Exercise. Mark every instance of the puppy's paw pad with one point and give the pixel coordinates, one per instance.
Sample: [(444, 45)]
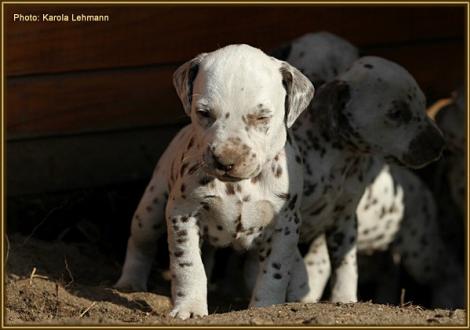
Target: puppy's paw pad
[(186, 311)]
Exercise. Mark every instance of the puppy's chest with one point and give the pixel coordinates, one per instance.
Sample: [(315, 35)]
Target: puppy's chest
[(238, 214)]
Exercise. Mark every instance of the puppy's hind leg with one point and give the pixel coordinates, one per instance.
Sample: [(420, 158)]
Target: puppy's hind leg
[(147, 226), (317, 263)]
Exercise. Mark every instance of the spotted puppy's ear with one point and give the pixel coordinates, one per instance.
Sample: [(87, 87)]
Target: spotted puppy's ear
[(328, 106), (299, 92), (183, 79)]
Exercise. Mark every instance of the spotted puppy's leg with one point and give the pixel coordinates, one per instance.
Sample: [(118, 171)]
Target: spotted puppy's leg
[(298, 285), (276, 262), (208, 259), (341, 241), (318, 267), (146, 227), (189, 282)]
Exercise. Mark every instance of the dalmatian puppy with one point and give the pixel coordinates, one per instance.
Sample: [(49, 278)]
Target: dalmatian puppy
[(395, 195), (351, 129), (230, 178)]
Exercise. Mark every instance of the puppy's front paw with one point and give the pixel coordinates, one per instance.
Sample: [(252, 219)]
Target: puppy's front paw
[(189, 309)]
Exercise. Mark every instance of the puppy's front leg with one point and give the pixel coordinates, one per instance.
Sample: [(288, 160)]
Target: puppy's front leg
[(189, 282), (276, 259), (318, 267), (341, 241)]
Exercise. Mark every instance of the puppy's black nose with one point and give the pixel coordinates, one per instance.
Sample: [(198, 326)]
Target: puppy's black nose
[(220, 165)]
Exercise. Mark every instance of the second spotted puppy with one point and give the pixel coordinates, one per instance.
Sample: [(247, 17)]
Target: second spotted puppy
[(227, 176)]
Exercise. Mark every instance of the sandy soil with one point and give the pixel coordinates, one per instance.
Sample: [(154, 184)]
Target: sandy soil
[(59, 283)]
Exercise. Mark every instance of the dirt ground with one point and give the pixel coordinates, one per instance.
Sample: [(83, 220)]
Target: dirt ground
[(70, 283)]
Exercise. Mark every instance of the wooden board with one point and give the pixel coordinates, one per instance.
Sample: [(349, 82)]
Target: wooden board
[(142, 35), (111, 99), (74, 162), (84, 102)]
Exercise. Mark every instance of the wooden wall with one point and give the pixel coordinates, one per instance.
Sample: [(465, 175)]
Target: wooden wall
[(92, 103)]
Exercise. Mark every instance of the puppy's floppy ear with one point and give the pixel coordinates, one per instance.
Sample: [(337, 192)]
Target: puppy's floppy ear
[(282, 52), (328, 106), (183, 79), (299, 92)]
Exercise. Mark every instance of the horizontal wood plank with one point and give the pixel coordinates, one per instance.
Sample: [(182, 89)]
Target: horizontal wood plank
[(84, 102), (75, 162), (102, 100), (143, 35)]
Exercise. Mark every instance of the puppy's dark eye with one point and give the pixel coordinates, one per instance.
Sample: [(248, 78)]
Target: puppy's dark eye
[(203, 113), (394, 114), (399, 112), (263, 118)]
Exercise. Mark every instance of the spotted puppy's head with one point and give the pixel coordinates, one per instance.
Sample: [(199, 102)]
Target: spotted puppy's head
[(376, 106), (240, 101), (321, 56)]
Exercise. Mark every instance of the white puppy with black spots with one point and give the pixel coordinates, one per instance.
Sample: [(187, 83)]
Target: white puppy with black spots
[(373, 111), (231, 177)]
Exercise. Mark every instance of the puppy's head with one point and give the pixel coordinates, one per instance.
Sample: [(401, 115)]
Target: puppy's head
[(240, 101), (378, 107), (321, 56)]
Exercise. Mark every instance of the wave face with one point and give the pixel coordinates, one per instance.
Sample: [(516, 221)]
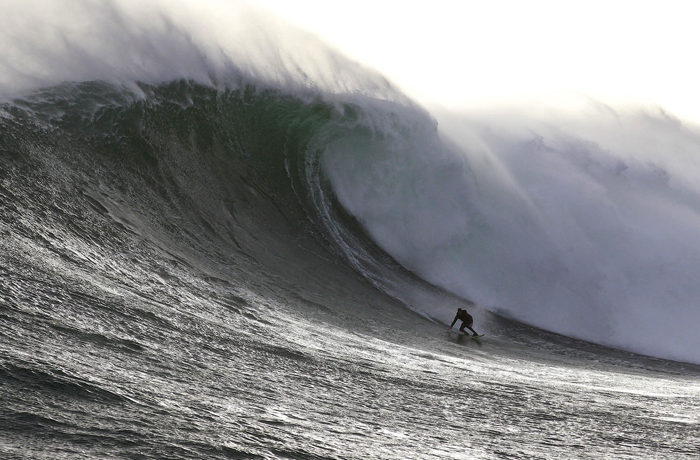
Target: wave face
[(586, 225), (586, 229)]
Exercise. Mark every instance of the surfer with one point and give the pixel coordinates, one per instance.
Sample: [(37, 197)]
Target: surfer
[(467, 321)]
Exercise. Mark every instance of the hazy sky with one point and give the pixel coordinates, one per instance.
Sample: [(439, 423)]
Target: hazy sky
[(459, 53)]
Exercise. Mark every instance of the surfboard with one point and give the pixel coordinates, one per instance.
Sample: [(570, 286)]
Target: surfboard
[(473, 337)]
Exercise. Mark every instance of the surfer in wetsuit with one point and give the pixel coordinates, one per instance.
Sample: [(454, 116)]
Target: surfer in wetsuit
[(467, 321)]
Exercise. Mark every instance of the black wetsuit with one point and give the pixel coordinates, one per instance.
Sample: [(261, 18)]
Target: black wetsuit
[(466, 318)]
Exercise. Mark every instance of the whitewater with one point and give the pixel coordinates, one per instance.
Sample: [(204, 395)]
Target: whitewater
[(221, 238)]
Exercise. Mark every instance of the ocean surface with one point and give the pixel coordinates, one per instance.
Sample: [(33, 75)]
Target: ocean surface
[(245, 267)]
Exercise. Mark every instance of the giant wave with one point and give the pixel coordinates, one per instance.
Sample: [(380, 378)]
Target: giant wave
[(174, 133)]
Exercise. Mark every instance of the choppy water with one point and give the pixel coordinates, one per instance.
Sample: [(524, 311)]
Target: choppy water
[(172, 285)]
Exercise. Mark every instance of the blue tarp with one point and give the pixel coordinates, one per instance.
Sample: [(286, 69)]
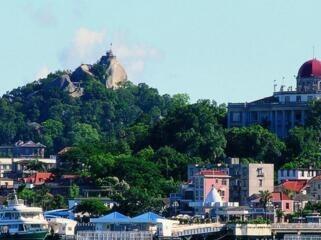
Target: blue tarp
[(114, 217), (148, 217)]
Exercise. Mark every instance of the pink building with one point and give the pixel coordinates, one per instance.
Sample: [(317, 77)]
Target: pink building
[(206, 179)]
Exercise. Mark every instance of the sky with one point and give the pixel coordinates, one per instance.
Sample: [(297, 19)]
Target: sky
[(227, 51)]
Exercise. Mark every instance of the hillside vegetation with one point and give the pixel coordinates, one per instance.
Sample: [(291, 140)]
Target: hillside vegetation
[(138, 140)]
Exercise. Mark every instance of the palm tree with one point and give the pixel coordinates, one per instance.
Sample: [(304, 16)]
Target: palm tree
[(265, 197), (279, 214)]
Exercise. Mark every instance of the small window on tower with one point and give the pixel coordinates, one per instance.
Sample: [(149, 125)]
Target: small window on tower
[(236, 117), (287, 99)]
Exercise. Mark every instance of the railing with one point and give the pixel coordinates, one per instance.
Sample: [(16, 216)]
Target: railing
[(196, 231), (301, 237), (113, 235), (297, 226)]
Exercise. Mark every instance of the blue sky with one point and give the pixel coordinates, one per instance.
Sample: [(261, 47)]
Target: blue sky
[(228, 51)]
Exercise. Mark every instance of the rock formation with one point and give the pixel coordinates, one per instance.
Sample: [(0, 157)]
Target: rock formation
[(115, 73), (112, 74)]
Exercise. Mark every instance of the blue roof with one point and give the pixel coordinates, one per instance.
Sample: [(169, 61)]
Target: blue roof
[(148, 217), (114, 217)]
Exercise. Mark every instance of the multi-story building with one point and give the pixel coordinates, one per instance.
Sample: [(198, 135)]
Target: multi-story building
[(314, 189), (190, 199), (23, 149), (205, 180), (249, 179), (283, 110), (297, 174), (15, 159)]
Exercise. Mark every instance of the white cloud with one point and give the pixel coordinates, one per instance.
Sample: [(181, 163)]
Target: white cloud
[(42, 73), (43, 15), (85, 47), (135, 57)]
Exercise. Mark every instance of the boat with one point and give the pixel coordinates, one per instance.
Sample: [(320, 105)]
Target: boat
[(20, 222)]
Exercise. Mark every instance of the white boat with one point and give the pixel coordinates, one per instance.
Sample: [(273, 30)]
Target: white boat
[(18, 221)]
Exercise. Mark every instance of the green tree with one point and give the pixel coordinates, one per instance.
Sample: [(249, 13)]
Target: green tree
[(303, 147), (172, 163), (58, 202), (254, 142), (74, 191), (193, 129), (27, 195), (83, 133)]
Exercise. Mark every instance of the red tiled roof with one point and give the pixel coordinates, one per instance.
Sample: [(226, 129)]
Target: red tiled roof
[(279, 196), (315, 178), (39, 178), (69, 176), (294, 185)]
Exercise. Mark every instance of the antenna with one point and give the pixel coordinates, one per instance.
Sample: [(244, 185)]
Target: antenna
[(274, 86)]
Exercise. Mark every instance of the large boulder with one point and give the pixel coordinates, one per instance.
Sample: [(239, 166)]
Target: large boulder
[(115, 74), (64, 83), (81, 73)]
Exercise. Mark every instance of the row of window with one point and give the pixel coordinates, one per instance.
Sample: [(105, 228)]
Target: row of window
[(302, 173)]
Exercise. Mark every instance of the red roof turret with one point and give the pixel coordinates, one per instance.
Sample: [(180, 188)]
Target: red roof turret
[(311, 68)]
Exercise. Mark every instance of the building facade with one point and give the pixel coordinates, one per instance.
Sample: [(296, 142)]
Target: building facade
[(297, 174), (23, 149), (314, 189), (283, 110), (249, 179)]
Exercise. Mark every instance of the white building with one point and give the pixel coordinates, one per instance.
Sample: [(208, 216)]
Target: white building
[(297, 174)]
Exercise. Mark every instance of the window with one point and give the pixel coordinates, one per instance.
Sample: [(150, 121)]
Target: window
[(236, 117), (260, 172), (287, 99)]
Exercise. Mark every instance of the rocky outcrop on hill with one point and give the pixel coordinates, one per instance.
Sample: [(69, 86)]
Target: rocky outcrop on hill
[(64, 83), (81, 73), (115, 74), (112, 74)]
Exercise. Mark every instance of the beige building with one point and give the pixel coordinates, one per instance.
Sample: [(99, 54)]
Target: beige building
[(6, 183), (314, 188), (249, 179)]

- _Task description_
The required output is every line above from the one with "Target: white cloud" down to the one with "Exercise. Mark every instance of the large", restated word for word, ends included.

- _Answer box_
Target: white cloud
[(42, 73), (43, 15), (85, 47), (135, 57)]
Exercise. Mark every instance of the boat with one point and give the pixel coordinates, one per instance.
Sample: [(320, 105)]
Target: boat
[(20, 222)]
Exercise. Mark every instance of the white boat with one point and give the pixel coordinates, one per instance.
Sample: [(273, 30)]
Target: white boat
[(18, 221)]
Exercise. Mark every instance of the green tree with one point and give the pixel coordinates, one per instance.
Sample: [(249, 13)]
Target: green tree
[(303, 147), (172, 163), (58, 202), (254, 142), (74, 191), (193, 129), (27, 195), (83, 133)]
Exercise. Mark every instance of the red tiled roof with one point and give the pixel coordinates, one per instance.
Sample: [(226, 129)]
Target: red tiled roof
[(279, 196), (315, 178), (39, 178), (69, 176), (294, 185)]
Exercise. Mark every instance of the antenna with one point and give the pixel coordinates, one per instance.
Sample: [(244, 185)]
Target: antenna
[(274, 86)]
Exercise. Mark every instance of the large boulder with one point and give the pixel coordinates, one per instance.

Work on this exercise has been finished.